## Brief
Line filter on the word "below": copy each matching line from the entries.

## Recorded data
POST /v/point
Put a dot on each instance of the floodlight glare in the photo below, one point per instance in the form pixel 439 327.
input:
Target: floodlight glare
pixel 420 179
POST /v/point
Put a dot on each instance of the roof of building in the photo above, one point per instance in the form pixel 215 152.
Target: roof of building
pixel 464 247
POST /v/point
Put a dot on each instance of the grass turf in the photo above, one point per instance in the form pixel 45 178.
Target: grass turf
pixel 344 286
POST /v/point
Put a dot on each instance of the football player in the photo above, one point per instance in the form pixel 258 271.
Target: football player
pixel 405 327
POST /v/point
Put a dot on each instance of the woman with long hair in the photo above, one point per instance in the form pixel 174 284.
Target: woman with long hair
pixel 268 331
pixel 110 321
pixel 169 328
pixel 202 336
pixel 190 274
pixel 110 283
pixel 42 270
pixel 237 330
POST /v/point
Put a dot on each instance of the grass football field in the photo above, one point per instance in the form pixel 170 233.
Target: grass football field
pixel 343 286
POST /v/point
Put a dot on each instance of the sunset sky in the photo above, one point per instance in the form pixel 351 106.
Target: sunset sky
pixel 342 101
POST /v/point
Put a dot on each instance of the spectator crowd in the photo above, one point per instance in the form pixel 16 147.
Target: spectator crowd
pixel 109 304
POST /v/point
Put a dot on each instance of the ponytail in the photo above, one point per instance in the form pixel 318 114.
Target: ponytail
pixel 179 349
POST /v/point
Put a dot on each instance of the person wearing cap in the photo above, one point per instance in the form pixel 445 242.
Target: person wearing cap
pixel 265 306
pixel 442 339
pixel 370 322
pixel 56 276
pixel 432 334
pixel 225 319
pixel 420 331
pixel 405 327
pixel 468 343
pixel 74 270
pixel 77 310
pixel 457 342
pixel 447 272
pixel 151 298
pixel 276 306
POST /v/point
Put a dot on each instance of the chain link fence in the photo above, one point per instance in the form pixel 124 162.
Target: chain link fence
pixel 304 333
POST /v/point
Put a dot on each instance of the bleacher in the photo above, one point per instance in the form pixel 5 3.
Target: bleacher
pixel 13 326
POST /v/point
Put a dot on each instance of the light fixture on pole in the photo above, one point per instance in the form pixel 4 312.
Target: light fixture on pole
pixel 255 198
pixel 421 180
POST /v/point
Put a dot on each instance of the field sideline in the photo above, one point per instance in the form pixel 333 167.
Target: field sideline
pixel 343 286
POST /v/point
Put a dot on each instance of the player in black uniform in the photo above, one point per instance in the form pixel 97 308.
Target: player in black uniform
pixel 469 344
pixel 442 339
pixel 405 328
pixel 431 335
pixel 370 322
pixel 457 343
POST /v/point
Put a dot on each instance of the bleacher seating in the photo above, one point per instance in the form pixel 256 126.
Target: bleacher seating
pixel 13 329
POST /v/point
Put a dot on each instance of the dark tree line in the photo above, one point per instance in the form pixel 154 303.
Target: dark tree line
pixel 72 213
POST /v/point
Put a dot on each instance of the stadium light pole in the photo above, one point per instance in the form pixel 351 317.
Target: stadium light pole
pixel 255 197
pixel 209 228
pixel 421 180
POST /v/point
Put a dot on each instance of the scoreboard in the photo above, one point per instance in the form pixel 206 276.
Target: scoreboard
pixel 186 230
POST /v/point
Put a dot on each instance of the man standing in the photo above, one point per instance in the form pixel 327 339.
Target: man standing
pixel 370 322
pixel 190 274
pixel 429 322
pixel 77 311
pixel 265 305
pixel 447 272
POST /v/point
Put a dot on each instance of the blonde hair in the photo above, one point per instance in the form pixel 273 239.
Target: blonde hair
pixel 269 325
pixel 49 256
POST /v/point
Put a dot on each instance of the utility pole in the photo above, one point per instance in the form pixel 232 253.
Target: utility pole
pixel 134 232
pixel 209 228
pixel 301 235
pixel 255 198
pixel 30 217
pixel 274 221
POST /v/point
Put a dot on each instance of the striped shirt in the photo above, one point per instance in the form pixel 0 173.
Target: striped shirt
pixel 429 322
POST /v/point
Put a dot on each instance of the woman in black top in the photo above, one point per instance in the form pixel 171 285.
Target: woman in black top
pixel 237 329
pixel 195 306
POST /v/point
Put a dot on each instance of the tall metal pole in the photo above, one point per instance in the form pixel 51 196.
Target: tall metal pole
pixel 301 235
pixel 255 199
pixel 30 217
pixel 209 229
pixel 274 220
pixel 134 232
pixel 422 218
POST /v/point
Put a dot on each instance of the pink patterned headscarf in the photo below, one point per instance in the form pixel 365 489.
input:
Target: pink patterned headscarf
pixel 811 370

## Reply to the exercise
Put a dot on each instance of the floodlight glare in the photo below, one point per instance in the form pixel 439 327.
Put a dot on each instance of the pink patterned headscarf in the photo below, one point per instance in the form pixel 365 489.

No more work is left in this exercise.